#### [Data for this exercise]
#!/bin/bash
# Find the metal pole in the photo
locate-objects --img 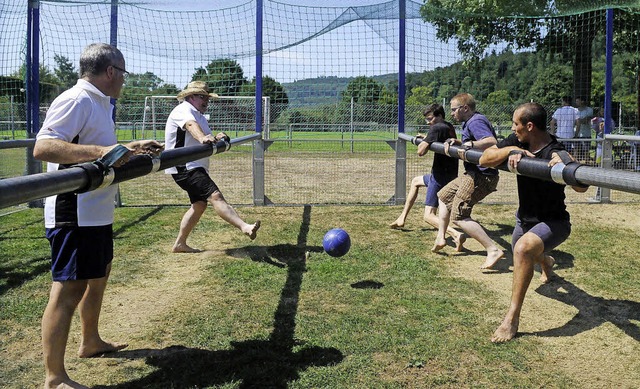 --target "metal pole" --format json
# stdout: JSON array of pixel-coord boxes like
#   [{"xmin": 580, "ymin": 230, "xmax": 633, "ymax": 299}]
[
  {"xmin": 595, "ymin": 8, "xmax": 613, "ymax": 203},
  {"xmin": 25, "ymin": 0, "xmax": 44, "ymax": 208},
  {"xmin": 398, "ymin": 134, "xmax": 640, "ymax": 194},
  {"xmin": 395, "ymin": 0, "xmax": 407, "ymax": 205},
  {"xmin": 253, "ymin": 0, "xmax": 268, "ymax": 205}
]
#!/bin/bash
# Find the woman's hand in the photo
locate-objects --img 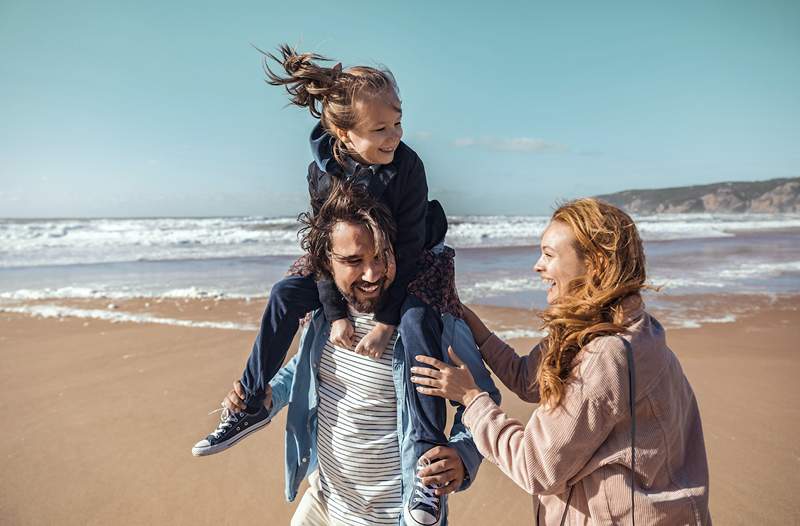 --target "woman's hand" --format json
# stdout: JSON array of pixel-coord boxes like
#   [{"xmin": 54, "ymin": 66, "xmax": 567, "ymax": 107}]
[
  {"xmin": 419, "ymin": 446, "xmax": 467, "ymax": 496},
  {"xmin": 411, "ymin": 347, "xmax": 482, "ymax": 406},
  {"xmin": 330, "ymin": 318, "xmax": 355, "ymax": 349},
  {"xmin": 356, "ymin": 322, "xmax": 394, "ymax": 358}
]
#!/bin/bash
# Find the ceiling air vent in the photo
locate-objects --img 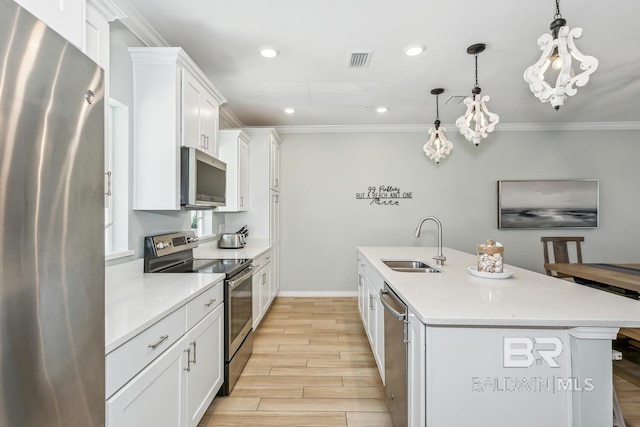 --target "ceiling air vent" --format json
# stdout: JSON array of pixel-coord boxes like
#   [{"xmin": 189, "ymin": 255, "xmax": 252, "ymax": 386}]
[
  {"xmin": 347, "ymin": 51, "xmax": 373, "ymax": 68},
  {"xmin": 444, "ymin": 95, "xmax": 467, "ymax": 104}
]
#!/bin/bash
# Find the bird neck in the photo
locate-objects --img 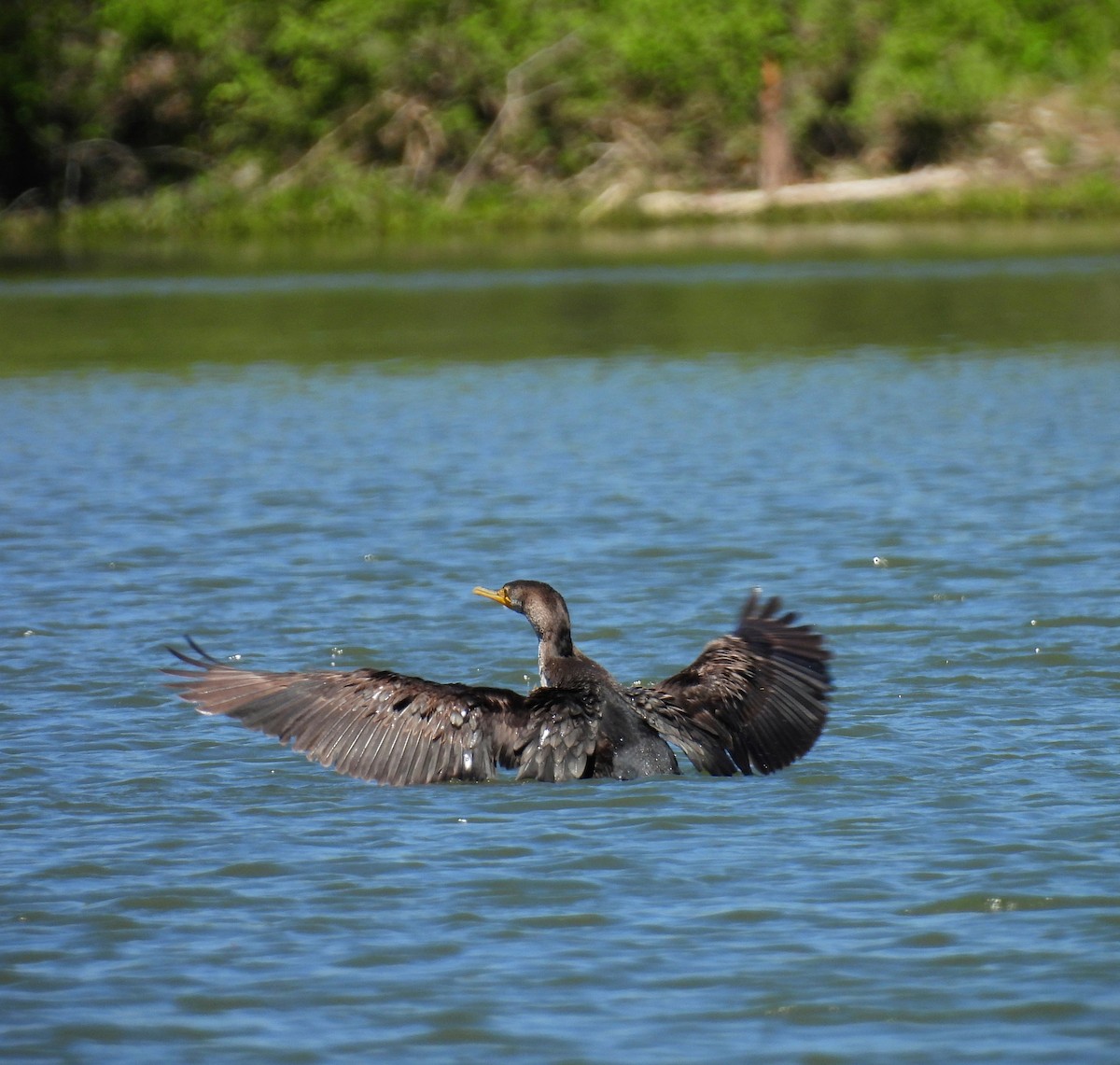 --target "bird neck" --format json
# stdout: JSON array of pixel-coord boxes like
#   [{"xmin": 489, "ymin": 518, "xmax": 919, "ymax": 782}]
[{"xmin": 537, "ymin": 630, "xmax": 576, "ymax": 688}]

#### [Instruction]
Return each line of the records above that contains the word "Find".

#### [Exercise result]
# Find the metal pole in the photo
# Find the woman's hand in the photo
# Find the ceiling air vent in the photo
# Find the bird neck in the photo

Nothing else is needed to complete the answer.